The takeaway: the variation among cities is among the largest of any social comparison. Some cities deliver enormous quality-of-life advantages; others struggle to deliver basic functionality at scale. The differences are not primarily about wealth - Vienna is poorer per capita than San Francisco but delivers measurably better outcomes on most metrics - but about specific structural choices made consistently over decades.
The paths from here
Urban life globally is being reshaped by several forces simultaneously. Each path below is one realistic shape the next two decades could take.
Continued urbanisation in the developing world
African and South Asian cities continue to absorb hundreds of millions of new residents over the next 25 years. The infrastructure investment required is enormous; the share that actually gets built will determine whether these cities deliver the productivity gains historical urbanisation has produced or get stuck in chronic infrastructure failure.

GIVEN INFORMATION ->
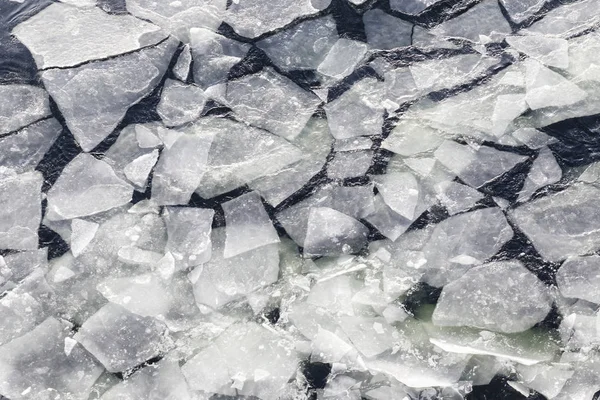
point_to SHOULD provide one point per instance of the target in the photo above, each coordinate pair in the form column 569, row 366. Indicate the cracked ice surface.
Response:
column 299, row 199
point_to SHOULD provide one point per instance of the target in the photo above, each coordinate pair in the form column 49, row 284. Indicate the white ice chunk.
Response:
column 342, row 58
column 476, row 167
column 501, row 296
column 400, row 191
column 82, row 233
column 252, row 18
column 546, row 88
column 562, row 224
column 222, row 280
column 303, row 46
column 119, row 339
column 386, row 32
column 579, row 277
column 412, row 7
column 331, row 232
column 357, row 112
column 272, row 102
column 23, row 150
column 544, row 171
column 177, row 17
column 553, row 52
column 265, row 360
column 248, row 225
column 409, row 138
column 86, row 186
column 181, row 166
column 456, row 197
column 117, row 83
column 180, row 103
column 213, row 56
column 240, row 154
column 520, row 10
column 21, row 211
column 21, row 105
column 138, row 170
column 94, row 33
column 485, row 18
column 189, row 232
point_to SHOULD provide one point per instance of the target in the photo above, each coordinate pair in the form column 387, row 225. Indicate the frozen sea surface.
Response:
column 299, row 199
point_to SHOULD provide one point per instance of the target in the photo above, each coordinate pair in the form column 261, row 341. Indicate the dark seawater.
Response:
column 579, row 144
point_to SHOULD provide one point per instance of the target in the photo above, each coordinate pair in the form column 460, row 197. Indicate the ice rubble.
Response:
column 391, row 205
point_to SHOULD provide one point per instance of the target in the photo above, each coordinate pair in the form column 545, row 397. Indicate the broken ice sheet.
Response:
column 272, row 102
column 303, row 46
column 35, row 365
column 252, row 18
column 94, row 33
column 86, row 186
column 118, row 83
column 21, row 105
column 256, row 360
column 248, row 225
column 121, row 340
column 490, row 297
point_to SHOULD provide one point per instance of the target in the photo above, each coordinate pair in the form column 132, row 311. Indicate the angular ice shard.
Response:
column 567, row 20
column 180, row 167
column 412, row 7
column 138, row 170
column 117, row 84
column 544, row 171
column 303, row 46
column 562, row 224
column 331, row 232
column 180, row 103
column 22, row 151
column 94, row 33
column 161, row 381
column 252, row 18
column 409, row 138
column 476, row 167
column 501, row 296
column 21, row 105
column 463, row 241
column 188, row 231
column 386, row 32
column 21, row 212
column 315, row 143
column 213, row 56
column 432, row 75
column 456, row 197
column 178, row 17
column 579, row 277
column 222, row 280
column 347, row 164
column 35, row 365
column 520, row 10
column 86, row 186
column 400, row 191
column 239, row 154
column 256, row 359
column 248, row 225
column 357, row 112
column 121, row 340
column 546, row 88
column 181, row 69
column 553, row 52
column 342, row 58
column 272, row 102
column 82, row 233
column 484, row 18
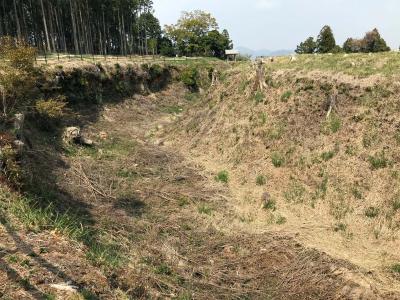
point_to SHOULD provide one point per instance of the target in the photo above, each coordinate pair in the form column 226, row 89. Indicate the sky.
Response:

LIST OF TASKS ->
a – In the text about urban life, which city is described as poorer per capita than San Francisco yet delivering better outcomes on most metrics?
b – Carry on the text about urban life, starting after its final sentence.

PER-TASK ANSWERS ->
a – Vienna

b –
Will it happen? The demographic pressure is locked in. Whether the infrastructure keeps up depends on choices being made now about transit investment, housing policy, and governance design in countries with limited fiscal space. Most are under-investing relative to the scale of growth.
Western downtown reinvention
Office-heavy central business districts adapt by converting to residential, mixed-use, and entertainment functions. The recovery is uneven - some cities reinvent successfully, some experience long-term decline. The shape of "downtown" by 2040 looks different from the 2010s pattern, with implications for transit, retail, and tax bases.
Will it happen? Pieces are happening. NYC and several other cities have begun office-to-residential conversions at scale. Mid-sized cities have largely already adapted. The most-stressed cities (San Francisco specifically) face harder paths. The base case is selective reinvention with substantial city-by-city variation.
Climate adaptation reshapes which cities thrive
Heat, water stress, sea-level rise, and storm intensity reshape which cities are pleasant and functional places to live. Some highly successful current cities (Phoenix, parts of Florida and the US Gulf Coast, parts of South Asia and the Middle East) face increasing climate stress. Some currently-secondary cities (Buffalo, Minneapolis, parts of Northern Europe) become more attractive. Migration patterns within and between countries adjust over decades.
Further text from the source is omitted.